• [WHAT IS BEING ASKED]: Can you rewrite the survey report from "Vancouver, BC —" up to and including "fees they charge.", with "Coast Capital Savings" changed to "its client"?

• [PAGE TEXT]:
..........

Service Fee Opinion Survey

Canadians 19-55 Are Heavy Financial Transactors (Making 43.3 Transactions Per Month, On Average)

On Average, More Than $21/Month Paid In Service Fees On Main Chequing Account

Many (40%) Say Fees On Their Main Chequing Account Are Unfair. Half (50%) Perceive Profits Made By Financial Institutions From Service Fees To Be Unfair

Monday, January 17, 2005

Vancouver, BC — An Ipsos-Reid survey conducted on behalf of Coast Capital Savings shows that Canadians 19–55 are heavy financial transactors, making 43.3 transactions per month, on average. Chequing account holders in this age group currently pay $21.50 per month, on average, in service fees on their main chequing account. A large minority (40%) feel that the fees charged on their main chequing account are unfair.

Asked more generally about service fees charged by all financial institutions, fully half (50%) of Canadians 19–55 believe that financial institutions make an unfair profit from the service fees they charge while 40% perceive financial institutions to make a fair profit from the service fees they charge and only 5% that financial institutions to make no profit from the service fees they charge.

Canadians 19–55 make many financial transactions.

In a given month, across eight different types of transactions, Canadians 19–55 make, on average approximately 43 transactions (43.3). While some are light transactors (10% make 10 transactions or fewer in a given month), most (58%) make more than 30 transactions and a few (13%) make a great deal of transactions (more than 75 per month).

..........

• [COLLECTED MATERIAL]:
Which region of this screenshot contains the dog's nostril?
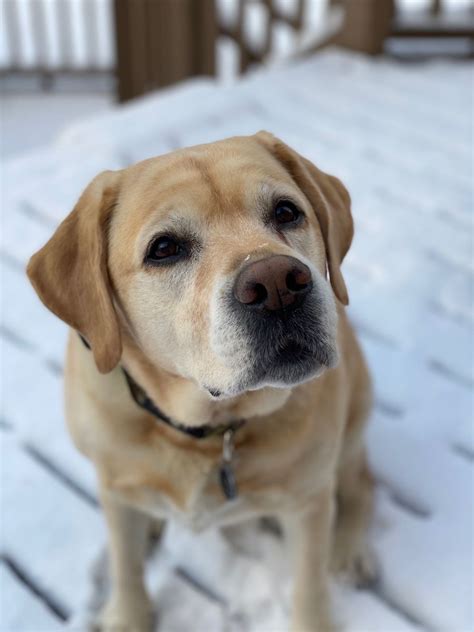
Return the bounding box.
[286,269,311,292]
[245,283,268,305]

..........

• [RESPONSE]:
Vancouver, BC — An Ipsos-Reid survey conducted on behalf of its client shows that Canadians 19–55 are heavy financial transactors, making 43.3 transactions per month, on average. Chequing account holders in this age group currently pay $21.50 per month, on average, in service fees on their main chequing account. A large minority (40%) feel that the fees charged on their main chequing account are unfair.

Asked more generally about service fees charged by all financial institutions, fully half (50%) of Canadians 19–55 believe that financial institutions make an unfair profit from the service fees they charge while 40% perceive financial institutions to make a fair profit from the service fees they charge and only 5% that financial institutions to make no profit from the service fees they charge.